**WHAT THE TASK ASKS**
Please return every line of the material below that contains the string "tree", matching case exactly.

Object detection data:
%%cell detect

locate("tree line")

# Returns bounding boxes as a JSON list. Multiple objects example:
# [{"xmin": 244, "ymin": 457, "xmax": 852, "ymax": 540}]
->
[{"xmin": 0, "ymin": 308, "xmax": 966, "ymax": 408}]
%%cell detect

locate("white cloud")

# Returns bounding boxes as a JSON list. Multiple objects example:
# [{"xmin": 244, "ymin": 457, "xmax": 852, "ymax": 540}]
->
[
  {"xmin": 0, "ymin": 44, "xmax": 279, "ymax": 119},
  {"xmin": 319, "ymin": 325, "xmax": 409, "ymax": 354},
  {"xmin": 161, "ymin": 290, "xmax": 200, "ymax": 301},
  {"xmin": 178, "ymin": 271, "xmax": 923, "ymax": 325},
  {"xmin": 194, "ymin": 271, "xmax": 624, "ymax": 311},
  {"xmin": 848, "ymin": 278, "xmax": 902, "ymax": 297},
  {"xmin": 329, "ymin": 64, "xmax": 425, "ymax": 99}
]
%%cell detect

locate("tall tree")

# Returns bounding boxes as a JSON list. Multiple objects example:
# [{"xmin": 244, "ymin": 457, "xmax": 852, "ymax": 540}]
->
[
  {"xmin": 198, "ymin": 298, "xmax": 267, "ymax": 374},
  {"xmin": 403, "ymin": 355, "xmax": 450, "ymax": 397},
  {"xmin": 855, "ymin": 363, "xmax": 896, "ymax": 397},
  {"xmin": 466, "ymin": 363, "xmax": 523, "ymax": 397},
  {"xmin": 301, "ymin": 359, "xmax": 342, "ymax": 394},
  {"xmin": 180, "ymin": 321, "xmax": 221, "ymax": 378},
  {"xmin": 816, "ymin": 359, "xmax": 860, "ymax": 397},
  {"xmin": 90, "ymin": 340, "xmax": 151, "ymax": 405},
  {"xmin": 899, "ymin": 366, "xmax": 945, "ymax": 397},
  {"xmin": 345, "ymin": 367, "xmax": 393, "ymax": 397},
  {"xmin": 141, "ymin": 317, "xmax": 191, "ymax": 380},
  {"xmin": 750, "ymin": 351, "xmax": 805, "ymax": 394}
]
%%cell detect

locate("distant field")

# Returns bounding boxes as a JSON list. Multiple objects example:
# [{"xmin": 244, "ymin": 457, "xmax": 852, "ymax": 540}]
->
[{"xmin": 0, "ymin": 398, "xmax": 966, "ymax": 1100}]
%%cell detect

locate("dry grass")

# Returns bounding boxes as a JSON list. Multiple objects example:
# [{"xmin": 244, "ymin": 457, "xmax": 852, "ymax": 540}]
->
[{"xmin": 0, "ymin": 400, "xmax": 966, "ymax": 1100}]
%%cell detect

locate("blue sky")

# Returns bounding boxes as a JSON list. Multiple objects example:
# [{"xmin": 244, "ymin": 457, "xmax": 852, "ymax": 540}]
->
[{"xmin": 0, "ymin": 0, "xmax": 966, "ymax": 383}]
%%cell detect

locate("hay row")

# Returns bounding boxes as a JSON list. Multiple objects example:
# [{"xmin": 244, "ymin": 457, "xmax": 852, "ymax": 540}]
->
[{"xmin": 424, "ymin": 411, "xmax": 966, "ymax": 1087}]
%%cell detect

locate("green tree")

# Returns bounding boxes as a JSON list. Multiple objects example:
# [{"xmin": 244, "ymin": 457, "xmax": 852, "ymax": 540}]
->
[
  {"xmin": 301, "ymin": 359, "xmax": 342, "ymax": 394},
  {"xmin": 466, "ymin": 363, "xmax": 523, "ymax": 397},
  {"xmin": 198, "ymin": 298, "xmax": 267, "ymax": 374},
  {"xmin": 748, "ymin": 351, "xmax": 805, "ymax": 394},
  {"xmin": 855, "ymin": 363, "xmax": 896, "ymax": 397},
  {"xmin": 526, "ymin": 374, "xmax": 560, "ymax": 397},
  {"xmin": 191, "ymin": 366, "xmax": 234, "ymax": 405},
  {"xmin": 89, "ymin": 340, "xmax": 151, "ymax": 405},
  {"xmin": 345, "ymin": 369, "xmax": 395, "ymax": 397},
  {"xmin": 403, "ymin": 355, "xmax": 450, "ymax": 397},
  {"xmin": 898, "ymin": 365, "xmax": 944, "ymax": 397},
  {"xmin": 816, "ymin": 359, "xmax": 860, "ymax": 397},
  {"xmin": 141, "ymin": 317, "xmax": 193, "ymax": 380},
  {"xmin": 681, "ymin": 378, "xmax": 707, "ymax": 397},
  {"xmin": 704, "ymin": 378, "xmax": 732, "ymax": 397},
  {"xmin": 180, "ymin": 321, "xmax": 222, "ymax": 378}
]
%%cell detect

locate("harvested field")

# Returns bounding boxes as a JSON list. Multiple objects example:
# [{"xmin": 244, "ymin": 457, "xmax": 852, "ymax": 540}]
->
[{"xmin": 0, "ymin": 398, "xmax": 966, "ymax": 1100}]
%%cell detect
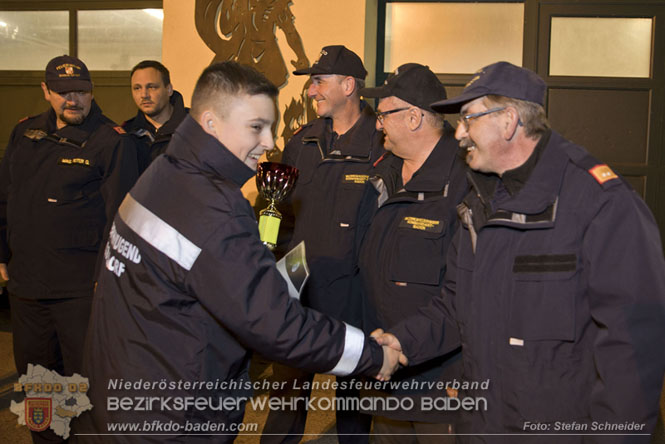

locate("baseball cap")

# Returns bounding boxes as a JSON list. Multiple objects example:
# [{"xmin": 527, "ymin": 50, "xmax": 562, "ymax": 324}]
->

**RESPONSE TO THE EXERCISE**
locate("tree line")
locate("tall tree")
locate("green tree")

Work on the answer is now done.